# Provided text:
#####

Silver Screen Streak List #08: Flickchart’s Top-Ranked ‘Mindbenders’
Written by dorrk | 27 July 2020 |
More than most genres, or styles, or forms, or whatever you want to call it, I wrestle with understanding what exactly constitutes a “mindbending” movie. They seem to encompass everything from mainstream psychological thrillers to abstract avant-garde art films, both of which deal in uncertain perceptions of what constitutes reality, either on the part of the characters, or the audience, or both. They are, to paraphrase a very stoned Arsenio Hall, "Films that make you go, 'Whoah.'" There seems to be an even further layer of selection at work, keeping “mindbenders” somewhat close to mainstream narrative acceptability, intersecting with popular genres like science fiction and maybe intersecting on the fringes with cult movie.

#####

# Excerpted data:
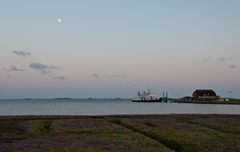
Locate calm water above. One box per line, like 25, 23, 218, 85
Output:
0, 99, 240, 115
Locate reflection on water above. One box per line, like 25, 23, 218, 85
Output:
0, 99, 240, 115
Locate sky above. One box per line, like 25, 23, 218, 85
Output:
0, 0, 240, 99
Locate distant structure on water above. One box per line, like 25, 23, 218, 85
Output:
192, 90, 220, 101
180, 89, 220, 102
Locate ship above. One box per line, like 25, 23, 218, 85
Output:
132, 89, 162, 102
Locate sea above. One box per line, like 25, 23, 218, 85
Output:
0, 99, 240, 116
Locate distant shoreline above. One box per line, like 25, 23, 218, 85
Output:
176, 100, 240, 105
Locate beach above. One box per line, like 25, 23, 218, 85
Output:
0, 114, 240, 152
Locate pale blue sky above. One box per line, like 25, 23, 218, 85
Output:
0, 0, 240, 98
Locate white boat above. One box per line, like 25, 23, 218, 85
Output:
132, 89, 162, 102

#####

# Given problem:
Reproduce the part of the mindbender movies post between "Silver Screen Streak" and "with cult movie.", inclusive.

# Solution for this task:
Silver Screen Streak List #08: Flickchart’s Top-Ranked ‘Mindbenders’
Written by dorrk | 27 July 2020 |
More than most genres, or styles, or forms, or whatever you want to call it, I wrestle with understanding what exactly constitutes a “mindbending” movie. They seem to encompass everything from mainstream psychological thrillers to abstract avant-garde art films, both of which deal in uncertain perceptions of what constitutes reality, either on the part of the characters, or the audience, or both. They are, to paraphrase a very stoned Arsenio Hall, "Films that make you go, 'Whoah.'" There seems to be an even further layer of selection at work, keeping “mindbenders” somewhat close to mainstream narrative acceptability, intersecting with popular genres like science fiction and maybe intersecting on the fringes with cult movie.